--- What you will do ---
Each line of the listing that contains "bedspread" should be found and copied.

--- Listed records ---

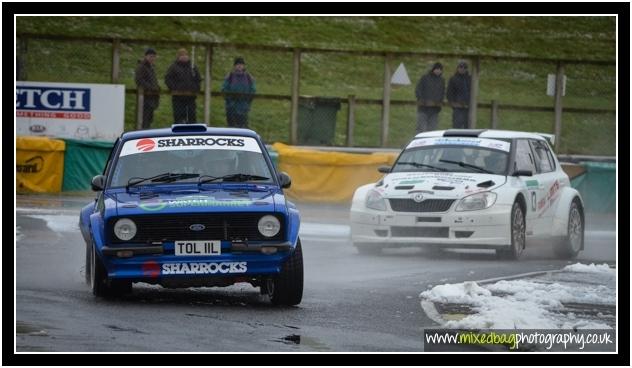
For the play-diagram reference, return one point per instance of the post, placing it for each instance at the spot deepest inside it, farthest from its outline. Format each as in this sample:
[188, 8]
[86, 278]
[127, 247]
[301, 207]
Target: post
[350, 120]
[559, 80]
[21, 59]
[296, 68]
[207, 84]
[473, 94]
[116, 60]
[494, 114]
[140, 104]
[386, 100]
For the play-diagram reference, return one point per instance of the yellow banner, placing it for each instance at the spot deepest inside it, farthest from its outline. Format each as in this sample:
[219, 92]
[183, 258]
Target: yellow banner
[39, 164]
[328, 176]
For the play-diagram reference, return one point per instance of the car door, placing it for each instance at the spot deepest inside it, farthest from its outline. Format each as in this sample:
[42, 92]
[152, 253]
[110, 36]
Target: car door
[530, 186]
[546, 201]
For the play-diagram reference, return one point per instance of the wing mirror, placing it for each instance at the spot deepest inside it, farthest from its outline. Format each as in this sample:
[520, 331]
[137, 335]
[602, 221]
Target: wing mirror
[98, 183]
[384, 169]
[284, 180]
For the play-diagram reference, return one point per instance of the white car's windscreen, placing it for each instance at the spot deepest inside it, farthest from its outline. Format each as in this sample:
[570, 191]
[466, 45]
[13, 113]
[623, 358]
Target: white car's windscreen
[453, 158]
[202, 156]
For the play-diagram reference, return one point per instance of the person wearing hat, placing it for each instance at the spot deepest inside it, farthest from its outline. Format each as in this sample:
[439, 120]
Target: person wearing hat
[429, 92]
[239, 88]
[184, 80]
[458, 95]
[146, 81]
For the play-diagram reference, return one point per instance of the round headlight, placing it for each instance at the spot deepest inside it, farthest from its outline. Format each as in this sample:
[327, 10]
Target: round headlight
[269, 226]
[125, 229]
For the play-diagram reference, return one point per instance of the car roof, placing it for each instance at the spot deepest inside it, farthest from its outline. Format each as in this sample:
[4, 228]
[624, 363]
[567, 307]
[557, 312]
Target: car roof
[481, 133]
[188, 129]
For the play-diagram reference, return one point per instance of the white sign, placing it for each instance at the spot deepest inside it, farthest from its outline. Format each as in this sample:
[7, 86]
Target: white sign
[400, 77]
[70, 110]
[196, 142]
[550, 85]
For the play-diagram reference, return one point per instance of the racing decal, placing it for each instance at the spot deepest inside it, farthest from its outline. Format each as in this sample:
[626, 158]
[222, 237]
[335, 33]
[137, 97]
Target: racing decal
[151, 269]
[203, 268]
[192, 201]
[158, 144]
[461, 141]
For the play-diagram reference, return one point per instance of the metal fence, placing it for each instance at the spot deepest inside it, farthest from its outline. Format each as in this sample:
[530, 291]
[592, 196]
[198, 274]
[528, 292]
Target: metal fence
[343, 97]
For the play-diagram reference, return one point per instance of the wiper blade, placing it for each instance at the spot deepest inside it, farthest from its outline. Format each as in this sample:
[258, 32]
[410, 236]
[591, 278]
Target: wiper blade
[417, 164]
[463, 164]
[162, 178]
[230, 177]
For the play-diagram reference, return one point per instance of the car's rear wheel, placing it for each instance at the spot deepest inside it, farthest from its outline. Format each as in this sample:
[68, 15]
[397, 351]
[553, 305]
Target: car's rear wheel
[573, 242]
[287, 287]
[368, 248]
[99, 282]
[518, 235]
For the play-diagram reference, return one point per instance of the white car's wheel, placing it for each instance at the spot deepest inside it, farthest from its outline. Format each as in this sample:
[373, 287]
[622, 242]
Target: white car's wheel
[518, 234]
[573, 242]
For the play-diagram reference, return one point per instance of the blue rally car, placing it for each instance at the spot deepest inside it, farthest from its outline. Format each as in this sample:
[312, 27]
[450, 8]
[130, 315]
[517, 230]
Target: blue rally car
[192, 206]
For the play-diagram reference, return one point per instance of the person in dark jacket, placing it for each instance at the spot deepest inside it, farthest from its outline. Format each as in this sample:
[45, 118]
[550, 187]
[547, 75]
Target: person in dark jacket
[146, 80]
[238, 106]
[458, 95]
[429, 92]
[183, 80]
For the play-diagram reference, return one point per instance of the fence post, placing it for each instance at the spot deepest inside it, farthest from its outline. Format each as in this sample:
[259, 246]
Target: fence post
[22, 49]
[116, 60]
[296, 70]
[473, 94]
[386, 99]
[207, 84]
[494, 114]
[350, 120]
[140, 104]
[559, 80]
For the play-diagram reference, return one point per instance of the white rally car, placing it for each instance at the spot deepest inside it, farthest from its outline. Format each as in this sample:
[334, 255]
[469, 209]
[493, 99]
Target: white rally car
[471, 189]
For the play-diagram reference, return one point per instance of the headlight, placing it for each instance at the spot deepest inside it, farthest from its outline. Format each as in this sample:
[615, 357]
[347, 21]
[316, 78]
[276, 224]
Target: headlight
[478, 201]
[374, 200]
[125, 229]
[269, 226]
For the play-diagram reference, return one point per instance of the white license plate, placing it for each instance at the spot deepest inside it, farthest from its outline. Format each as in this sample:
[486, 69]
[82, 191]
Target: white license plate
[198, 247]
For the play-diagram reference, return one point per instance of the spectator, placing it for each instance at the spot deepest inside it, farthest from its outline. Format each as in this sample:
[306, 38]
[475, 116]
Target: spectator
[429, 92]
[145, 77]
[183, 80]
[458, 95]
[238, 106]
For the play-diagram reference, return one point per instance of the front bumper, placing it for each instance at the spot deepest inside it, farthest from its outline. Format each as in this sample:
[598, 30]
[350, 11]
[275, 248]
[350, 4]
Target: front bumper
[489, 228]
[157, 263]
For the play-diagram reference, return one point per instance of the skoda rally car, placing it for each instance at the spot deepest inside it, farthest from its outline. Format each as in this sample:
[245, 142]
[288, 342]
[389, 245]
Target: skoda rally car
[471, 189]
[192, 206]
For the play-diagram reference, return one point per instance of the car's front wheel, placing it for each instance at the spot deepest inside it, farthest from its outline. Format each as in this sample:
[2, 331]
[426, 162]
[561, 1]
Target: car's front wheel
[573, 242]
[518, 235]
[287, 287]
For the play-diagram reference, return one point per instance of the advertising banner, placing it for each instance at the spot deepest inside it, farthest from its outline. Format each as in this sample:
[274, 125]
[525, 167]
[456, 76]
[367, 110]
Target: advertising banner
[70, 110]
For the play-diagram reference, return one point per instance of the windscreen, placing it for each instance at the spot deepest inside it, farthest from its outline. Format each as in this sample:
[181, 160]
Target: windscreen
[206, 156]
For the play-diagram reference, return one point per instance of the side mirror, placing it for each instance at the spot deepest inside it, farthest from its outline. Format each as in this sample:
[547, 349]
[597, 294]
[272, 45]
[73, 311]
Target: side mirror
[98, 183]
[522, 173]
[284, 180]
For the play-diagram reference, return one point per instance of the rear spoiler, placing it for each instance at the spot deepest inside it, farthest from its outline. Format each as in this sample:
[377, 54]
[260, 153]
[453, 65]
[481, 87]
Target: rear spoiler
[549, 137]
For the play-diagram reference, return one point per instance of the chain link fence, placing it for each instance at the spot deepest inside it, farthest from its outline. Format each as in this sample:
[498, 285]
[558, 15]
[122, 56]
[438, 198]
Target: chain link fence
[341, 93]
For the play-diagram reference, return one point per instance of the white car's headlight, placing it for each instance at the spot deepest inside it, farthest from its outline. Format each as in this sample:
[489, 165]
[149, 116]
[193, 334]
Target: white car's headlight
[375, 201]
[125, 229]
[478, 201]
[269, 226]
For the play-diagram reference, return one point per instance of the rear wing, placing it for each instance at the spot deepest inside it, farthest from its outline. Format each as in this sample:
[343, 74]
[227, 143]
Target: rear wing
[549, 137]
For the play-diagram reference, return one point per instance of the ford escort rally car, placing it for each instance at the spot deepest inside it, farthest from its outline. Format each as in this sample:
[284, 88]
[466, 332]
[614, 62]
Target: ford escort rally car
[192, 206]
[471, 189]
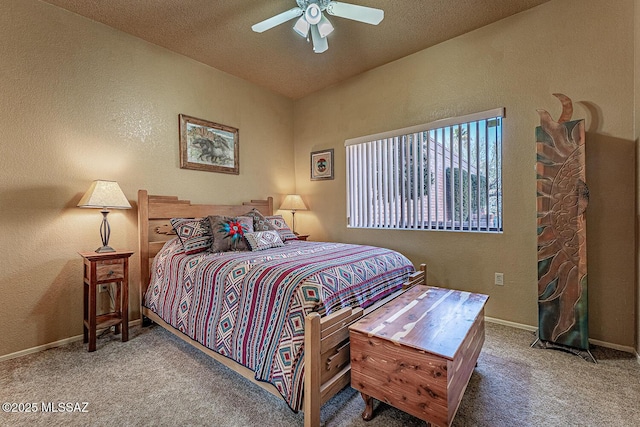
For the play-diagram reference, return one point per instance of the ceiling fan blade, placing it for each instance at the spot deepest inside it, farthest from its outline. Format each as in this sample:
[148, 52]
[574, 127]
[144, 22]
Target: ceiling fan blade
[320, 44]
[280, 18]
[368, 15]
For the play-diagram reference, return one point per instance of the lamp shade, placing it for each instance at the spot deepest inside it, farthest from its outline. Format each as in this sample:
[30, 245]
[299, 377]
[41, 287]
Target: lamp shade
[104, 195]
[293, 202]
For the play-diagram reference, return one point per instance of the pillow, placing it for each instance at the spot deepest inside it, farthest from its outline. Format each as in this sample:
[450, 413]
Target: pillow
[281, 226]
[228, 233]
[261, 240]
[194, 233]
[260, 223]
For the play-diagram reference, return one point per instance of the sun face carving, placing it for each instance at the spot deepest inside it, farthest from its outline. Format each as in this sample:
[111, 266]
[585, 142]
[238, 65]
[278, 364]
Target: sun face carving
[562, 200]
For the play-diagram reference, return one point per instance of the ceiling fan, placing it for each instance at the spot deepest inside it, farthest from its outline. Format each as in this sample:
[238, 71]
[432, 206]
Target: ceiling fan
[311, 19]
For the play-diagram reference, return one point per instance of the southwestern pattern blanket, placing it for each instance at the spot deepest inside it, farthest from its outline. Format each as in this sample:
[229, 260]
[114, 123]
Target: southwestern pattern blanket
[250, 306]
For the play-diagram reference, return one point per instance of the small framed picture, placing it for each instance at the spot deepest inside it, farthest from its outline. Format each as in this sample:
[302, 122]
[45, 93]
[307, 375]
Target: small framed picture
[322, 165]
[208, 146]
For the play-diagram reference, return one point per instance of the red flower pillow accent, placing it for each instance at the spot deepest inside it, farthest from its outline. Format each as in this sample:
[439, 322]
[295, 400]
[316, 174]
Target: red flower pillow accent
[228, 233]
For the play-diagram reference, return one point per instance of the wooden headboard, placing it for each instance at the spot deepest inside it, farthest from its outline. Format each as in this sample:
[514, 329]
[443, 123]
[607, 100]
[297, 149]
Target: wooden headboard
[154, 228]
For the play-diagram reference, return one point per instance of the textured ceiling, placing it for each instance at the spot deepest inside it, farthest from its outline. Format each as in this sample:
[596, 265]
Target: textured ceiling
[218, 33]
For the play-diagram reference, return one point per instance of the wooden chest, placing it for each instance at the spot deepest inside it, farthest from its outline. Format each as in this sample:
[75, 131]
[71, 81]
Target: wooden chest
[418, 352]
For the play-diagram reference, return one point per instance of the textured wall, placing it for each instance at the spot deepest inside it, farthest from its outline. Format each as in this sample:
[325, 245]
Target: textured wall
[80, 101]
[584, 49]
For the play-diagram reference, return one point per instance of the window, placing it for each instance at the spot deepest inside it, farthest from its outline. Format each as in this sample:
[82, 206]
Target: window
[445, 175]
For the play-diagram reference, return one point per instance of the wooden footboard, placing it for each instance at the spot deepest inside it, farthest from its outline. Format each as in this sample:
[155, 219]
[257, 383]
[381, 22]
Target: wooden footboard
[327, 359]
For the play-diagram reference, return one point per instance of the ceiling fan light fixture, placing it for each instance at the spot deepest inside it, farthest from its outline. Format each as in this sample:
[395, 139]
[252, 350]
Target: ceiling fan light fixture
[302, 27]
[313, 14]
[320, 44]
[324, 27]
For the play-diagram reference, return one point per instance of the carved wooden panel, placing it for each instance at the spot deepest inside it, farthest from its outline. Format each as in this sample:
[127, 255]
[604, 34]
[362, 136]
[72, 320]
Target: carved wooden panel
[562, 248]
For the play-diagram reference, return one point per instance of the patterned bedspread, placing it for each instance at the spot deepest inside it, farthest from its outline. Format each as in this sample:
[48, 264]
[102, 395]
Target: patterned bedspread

--- Output of the task ---
For the play-diagram reference, return one point per instance of the patterned bedspread, placing it for each instance at the spot deepest inside it, farthest from its outline. Format each as in this sample:
Target: patterned bedspread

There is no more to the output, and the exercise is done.